=== EXERCISE GOAL ===
Please locate each line in the records below that contains the string "white", and copy every such line.

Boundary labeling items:
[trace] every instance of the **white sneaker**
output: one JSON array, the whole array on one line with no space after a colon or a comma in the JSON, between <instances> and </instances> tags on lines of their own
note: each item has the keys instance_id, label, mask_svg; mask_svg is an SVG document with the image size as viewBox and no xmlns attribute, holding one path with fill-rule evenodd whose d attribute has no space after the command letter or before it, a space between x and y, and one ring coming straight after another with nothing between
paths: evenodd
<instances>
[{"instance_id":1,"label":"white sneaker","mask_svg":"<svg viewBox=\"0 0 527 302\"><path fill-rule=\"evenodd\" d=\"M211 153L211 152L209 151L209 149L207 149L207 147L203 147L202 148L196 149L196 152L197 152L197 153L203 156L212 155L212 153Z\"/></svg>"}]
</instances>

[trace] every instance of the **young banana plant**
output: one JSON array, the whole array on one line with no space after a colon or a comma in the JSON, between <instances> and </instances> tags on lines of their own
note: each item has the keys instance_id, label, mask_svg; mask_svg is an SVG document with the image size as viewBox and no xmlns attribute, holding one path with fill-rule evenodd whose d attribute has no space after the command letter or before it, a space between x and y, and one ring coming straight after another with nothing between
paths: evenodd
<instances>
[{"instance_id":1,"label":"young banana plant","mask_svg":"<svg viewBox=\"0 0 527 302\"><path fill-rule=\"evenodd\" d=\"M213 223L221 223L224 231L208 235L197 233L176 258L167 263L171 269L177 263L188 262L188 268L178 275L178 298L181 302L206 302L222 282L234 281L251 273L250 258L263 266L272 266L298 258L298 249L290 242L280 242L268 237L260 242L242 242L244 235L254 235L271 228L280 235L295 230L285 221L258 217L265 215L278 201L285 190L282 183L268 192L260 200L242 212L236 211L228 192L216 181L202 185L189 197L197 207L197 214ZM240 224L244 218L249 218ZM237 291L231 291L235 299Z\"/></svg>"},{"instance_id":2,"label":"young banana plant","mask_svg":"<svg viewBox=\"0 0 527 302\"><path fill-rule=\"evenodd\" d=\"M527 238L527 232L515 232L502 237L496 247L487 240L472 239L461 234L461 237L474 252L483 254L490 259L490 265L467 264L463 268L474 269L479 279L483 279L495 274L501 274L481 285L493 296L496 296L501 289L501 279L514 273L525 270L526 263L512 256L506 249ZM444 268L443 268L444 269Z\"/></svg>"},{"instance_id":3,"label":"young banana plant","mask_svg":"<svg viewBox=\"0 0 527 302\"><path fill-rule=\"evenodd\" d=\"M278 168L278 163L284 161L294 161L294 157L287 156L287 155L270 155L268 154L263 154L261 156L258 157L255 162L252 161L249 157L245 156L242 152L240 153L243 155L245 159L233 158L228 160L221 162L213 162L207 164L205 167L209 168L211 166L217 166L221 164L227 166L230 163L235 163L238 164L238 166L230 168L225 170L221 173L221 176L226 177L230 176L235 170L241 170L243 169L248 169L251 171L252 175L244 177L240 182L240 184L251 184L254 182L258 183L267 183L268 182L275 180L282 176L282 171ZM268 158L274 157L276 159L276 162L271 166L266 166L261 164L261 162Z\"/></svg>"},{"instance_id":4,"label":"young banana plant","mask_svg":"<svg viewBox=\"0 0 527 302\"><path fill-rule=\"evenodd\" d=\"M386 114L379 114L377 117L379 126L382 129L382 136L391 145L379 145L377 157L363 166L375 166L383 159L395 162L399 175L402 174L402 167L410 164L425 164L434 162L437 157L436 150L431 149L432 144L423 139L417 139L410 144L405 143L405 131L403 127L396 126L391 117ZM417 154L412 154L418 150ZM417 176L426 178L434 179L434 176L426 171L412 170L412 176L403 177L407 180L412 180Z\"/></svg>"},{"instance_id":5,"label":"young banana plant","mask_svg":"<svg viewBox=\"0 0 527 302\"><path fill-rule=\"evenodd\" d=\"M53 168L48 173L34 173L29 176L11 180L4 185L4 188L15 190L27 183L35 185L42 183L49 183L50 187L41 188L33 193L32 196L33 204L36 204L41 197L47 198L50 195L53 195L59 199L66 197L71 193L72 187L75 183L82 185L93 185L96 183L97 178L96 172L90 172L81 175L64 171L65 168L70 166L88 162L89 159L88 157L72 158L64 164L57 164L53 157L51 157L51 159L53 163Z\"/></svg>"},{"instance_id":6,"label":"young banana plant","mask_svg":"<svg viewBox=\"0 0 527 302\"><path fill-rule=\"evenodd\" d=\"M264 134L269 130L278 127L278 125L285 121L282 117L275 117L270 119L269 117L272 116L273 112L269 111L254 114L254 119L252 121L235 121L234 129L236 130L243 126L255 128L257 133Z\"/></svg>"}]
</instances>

=== COMPLETE ANSWER ===
[trace] every instance of the **white sneaker**
[{"instance_id":1,"label":"white sneaker","mask_svg":"<svg viewBox=\"0 0 527 302\"><path fill-rule=\"evenodd\" d=\"M211 153L211 152L209 151L209 149L207 149L207 147L203 147L202 148L196 149L196 152L197 152L197 153L203 156L212 155L212 153Z\"/></svg>"}]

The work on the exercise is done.